● Passage to read
* * * * * * *

Reclaiming Human Elements

This transition also “unlocks a new capacity to reestablish the human elements” that were sacrificed during the course of civilization [26:08:00]. Cities are seen as unhealthy for minds (increasing insanity, depression) and bodies, requiring cultural artifacts that subordinate human needs to the demands of scaling [26:21:00]. For example, oppressive policing in large cities contrasts with the community-based law enforcement in small towns where people know each other [26:38:00].

Modern, urbanized individuals may not fully grasp how much “meaningfulness” has been given up compared to life in natural environments with strong, caring communities [27:54:00]. The shift to civium involves a return to the meso scale—communities of 50 to 500 people where individuals are known, and mutual support for physical, social, and spiritual sustenance is high-dimensional and organic [28:51:00]. This contrasts with the anonymous and sterile relationships with the market and government in modern society [29:40:00].

The hypothesis is that there is significant demand for this return to the meso scale, which will require building new capacities in infrastructure, institutions, and basic humanness, as many of these capabilities have been lost [30:03:00].

Quality Over Quantity

The transition from civilization to civium maps to a shift from quantity to quality [30:36:00]. As tying corta puts it, it’s about “growing living things” rather than “scaling heaps” [30:42:00]. In the virtual realm, while Metcalfe’s Law measures the potential value of a network as exponential with the number of nodes, the actual value depends entirely on the quality of point-to-point connections [31:13:00].

This highlights the importance of attentional curation. Platforms optimized for revenue often lead to suboptimal attention allocation [32:37:00]. A civium, in contrast, would optimize the curation of attention for human well-being within planetary limits, leading to a “tremendous unlock” of quality [34:13:00].

* * * * * * *

(Referring expression pointing data)

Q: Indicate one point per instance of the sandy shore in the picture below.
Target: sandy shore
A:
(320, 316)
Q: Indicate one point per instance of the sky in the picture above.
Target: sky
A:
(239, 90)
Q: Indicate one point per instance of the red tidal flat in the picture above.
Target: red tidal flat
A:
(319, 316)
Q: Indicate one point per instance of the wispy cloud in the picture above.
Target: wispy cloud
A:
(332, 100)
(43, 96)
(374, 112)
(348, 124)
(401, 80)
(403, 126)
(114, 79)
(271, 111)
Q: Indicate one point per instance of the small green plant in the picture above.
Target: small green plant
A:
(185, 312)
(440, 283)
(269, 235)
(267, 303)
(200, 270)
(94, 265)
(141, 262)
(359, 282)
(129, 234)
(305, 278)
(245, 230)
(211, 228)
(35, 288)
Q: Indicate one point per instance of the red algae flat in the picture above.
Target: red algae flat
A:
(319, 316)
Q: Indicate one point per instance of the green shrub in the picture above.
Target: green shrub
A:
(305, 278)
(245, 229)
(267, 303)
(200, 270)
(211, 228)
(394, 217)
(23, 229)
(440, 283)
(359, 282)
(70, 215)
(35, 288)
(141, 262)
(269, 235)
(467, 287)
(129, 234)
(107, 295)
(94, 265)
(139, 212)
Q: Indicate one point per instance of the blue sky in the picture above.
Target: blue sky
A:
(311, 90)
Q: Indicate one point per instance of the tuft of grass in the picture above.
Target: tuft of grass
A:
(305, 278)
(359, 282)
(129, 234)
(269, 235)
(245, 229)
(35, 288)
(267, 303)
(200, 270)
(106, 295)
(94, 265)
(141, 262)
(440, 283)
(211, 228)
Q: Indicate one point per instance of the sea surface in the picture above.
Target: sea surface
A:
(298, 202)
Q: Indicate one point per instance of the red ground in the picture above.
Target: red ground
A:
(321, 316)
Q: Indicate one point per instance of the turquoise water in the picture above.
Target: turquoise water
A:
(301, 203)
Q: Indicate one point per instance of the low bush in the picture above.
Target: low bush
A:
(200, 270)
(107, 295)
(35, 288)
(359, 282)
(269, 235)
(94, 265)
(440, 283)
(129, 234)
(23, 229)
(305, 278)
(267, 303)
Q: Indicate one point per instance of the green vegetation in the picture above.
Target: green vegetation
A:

* * * * * * *

● Problem set
• a. Answer these questions from the text on the shift from civilization to civium:
(i) How many people make up the communities of the meso scale?
(ii) What does Metcalfe's Law measure?
(iii) How does policing in large cities differ from law enforcement in small towns?
• b. In one to three sentences, explain why the text on the shift from civilization to civium says a return to the meso scale will require building new capacities in infrastructure, institutions, and basic humanness.
• c. Carry on the text on the shift from civilization to civium from where it stops.

● Answers to the problems
• a.
(i) Between 50 and 500 people.
(ii) The potential value of a network, as exponential with the number of nodes.
(iii) Large cities have oppressive policing, while small towns have community-based law enforcement where people know each other.

• b. New capacities will have to be built because many of these capabilities have been lost. Meeting the expected demand for a return to the meso scale therefore means building them again.

• c.
Topological Characteristics of Civium

The civium has a simple topological structure:

  1. Downward (Physical): Humans increasingly migrate to human-scale, humane, embodied congregations, likely at Dunbar’s Number levels (e.g., 150 people) [34:43:00]. These communities would involve long-term embodiment in specific locations, fostering care for the place and adaptation to the environment [35:03:00]. This migration will involve a “recovery” of human capabilities and building new infrastructure and cultural artifacts [35:34:00]. The goal is to cultivate human beings who are “vastly more capable of humaning,” less emotionally volatile, better at dialogue, and possess deeper embodied wisdom [35:42:00].
  2. Upward (Virtual): Real attention is directed towards the quality dimension of the virtual [36:02:00]. This means changing algorithms to prioritize high-quality relationality, truth, and generative dialogue, rather than merely maximizing revenue [36:27:00]. When virtuous people are the inputs to networks designed for healthy interactions, it leads to a “tremendous unlock” of value that could potentially exceed all value produced in the last 50,000 years of civilization [37:24:00].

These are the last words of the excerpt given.